▸ **Exercise**: Render all of the data below as a JSON list of strings, one string per line, skipping blank lines and leaving the pictures out.
◆ ◆ ◆ ◆ ◆
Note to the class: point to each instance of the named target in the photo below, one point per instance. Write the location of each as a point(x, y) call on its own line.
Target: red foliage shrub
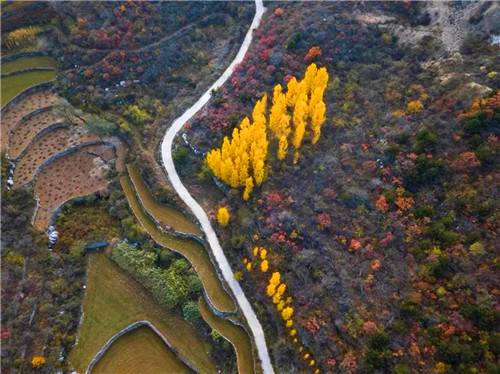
point(278, 12)
point(381, 204)
point(312, 325)
point(314, 52)
point(324, 221)
point(370, 328)
point(465, 161)
point(273, 199)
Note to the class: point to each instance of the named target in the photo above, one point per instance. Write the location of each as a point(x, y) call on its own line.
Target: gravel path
point(166, 152)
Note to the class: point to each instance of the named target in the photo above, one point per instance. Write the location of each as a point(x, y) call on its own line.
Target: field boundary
point(45, 86)
point(127, 329)
point(27, 70)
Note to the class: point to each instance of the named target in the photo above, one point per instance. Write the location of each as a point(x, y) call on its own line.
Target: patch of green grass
point(163, 214)
point(189, 248)
point(139, 351)
point(113, 301)
point(15, 84)
point(27, 63)
point(236, 335)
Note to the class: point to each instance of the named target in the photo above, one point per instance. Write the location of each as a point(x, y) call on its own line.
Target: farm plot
point(140, 351)
point(166, 216)
point(27, 63)
point(45, 147)
point(24, 132)
point(29, 104)
point(189, 248)
point(15, 84)
point(113, 301)
point(236, 335)
point(76, 174)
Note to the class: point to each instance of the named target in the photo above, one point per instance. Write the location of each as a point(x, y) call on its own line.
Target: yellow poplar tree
point(263, 254)
point(317, 120)
point(264, 266)
point(248, 188)
point(286, 313)
point(223, 216)
point(271, 290)
point(282, 148)
point(275, 279)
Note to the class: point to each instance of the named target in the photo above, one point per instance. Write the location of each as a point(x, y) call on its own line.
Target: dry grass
point(113, 301)
point(140, 351)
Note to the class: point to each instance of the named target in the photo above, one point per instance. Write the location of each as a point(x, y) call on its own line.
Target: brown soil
point(77, 174)
point(47, 146)
point(24, 132)
point(29, 104)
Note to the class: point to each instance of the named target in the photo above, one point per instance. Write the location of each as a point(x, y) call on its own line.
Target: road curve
point(166, 152)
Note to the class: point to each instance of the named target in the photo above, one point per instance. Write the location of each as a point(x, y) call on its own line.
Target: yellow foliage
point(281, 289)
point(414, 106)
point(276, 298)
point(263, 253)
point(264, 266)
point(248, 188)
point(243, 156)
point(223, 216)
point(282, 148)
point(271, 290)
point(275, 279)
point(37, 362)
point(287, 312)
point(280, 307)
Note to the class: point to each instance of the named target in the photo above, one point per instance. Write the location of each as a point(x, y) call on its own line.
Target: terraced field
point(165, 215)
point(114, 301)
point(15, 84)
point(24, 132)
point(27, 63)
point(29, 104)
point(77, 174)
point(47, 146)
point(140, 351)
point(189, 248)
point(236, 335)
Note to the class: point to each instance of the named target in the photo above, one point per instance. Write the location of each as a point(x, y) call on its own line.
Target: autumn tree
point(223, 216)
point(240, 161)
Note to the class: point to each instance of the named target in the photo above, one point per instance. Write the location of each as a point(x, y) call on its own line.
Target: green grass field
point(140, 351)
point(27, 63)
point(236, 335)
point(189, 248)
point(163, 214)
point(15, 84)
point(113, 301)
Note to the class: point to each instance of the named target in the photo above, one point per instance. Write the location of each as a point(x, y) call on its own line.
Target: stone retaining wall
point(27, 70)
point(127, 329)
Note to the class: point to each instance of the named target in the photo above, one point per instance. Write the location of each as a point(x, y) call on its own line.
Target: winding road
point(166, 152)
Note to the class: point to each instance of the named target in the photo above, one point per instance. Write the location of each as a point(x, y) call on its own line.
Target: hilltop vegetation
point(384, 230)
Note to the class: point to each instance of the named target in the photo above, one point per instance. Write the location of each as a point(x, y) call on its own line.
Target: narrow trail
point(166, 152)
◆ ◆ ◆ ◆ ◆
▸ **Result of this task**:
[
  "Note to the class: point to each instance of the named target in the photo below, one point per instance. Write the location of each as a point(x, y) call on its own line.",
  "Target: red foliage shrub",
  "point(278, 12)",
  "point(381, 204)",
  "point(312, 325)",
  "point(314, 52)",
  "point(324, 221)",
  "point(370, 328)",
  "point(465, 161)",
  "point(273, 199)",
  "Note to the class: point to each instance of the named target in the photo above, one point per instance. Write the location of each as a point(x, y) call on its own line.",
  "Target: gravel path",
  "point(166, 152)",
  "Note to the class: point to each instance of the named target in the photo above, one point per instance. Write the location of each as a point(x, y) call on its own line.",
  "Target: field boundary",
  "point(45, 86)",
  "point(127, 329)",
  "point(27, 70)",
  "Note to the class: point to each instance of the named target in the photo above, one point per instance. Write the location of each as a point(x, y) call on its own line.",
  "Target: patch of green grass",
  "point(163, 214)",
  "point(189, 248)",
  "point(139, 351)",
  "point(113, 301)",
  "point(15, 84)",
  "point(27, 63)",
  "point(236, 335)",
  "Note to the class: point to each instance of the named target in the photo above, one point per instance. Write the location of each as a point(x, y) call on its own line.",
  "Target: farm plot",
  "point(140, 351)",
  "point(166, 216)",
  "point(27, 63)",
  "point(45, 147)",
  "point(24, 132)",
  "point(29, 104)",
  "point(189, 248)",
  "point(15, 84)",
  "point(113, 301)",
  "point(236, 335)",
  "point(76, 174)",
  "Note to the class: point to each instance of the named target in the photo above, one point per instance. Write the location of each as a point(x, y) call on its own line.",
  "Target: yellow poplar tree",
  "point(263, 254)",
  "point(317, 120)",
  "point(264, 266)",
  "point(248, 188)",
  "point(286, 313)",
  "point(223, 216)",
  "point(271, 290)",
  "point(282, 148)",
  "point(275, 279)",
  "Note to the class: point to each instance of the named target in the photo above, one point per instance. Write the location of each as a point(x, y) call on its own line.",
  "Target: dry grass",
  "point(113, 301)",
  "point(140, 351)",
  "Note to the class: point to each instance of the named target in the photo above, one point per instance. Write the location of each as a point(x, y) call on its own line.",
  "Target: brown soil",
  "point(77, 174)",
  "point(47, 146)",
  "point(24, 132)",
  "point(29, 104)",
  "Note to the class: point to each instance of the named target in the photo above, one point per instance. Write the location of each as a point(x, y) call on its own line.",
  "Target: road curve",
  "point(166, 152)",
  "Note to the class: point to each instance of the named target in the photo above, one point per instance. Write the location of each as a point(x, y) call on its own line.",
  "Target: yellow foliage",
  "point(281, 289)",
  "point(414, 106)",
  "point(276, 298)",
  "point(263, 253)",
  "point(264, 266)",
  "point(248, 188)",
  "point(243, 156)",
  "point(223, 216)",
  "point(282, 148)",
  "point(271, 290)",
  "point(275, 279)",
  "point(37, 362)",
  "point(287, 312)",
  "point(280, 307)",
  "Note to the class: point to each instance of the named target in the photo above, one point per instance. Write the location of each as a point(x, y) call on its own line.",
  "Target: terraced field",
  "point(165, 215)",
  "point(114, 301)",
  "point(15, 84)",
  "point(24, 132)",
  "point(27, 63)",
  "point(29, 104)",
  "point(77, 174)",
  "point(47, 146)",
  "point(140, 351)",
  "point(189, 248)",
  "point(236, 335)",
  "Note to the class: point to each instance of the named target in the photo above, one point per instance. Write the location of each as a point(x, y) call on its own line.",
  "Target: autumn tree",
  "point(223, 216)",
  "point(240, 161)",
  "Note to the class: point to each instance of the named target in the photo above, one point per instance. Write the location of each as a point(x, y) call on its own line.",
  "Target: green grass field",
  "point(140, 351)",
  "point(27, 63)",
  "point(236, 335)",
  "point(189, 248)",
  "point(163, 214)",
  "point(15, 84)",
  "point(113, 301)",
  "Note to the class: point to each instance of the named target in the photo above, one point per instance. Write the location of each as a point(x, y) call on its own line.",
  "Target: stone retaining wall",
  "point(27, 70)",
  "point(127, 329)",
  "Note to the class: point to each instance of the named target in the photo above, one point per instance. Write the location of each as a point(x, y) call on its own line.",
  "Target: winding road",
  "point(166, 152)",
  "Note to the class: point to each instance of the named target in the photo above, one point per instance. Write the location of each as a point(x, y) call on its own line.",
  "Target: hilltop vegetation",
  "point(384, 230)",
  "Note to the class: point to each instance of the named target in the photo above, one point per instance. Write the location of each as a point(x, y) call on its own line.",
  "Target: narrow trail",
  "point(166, 152)"
]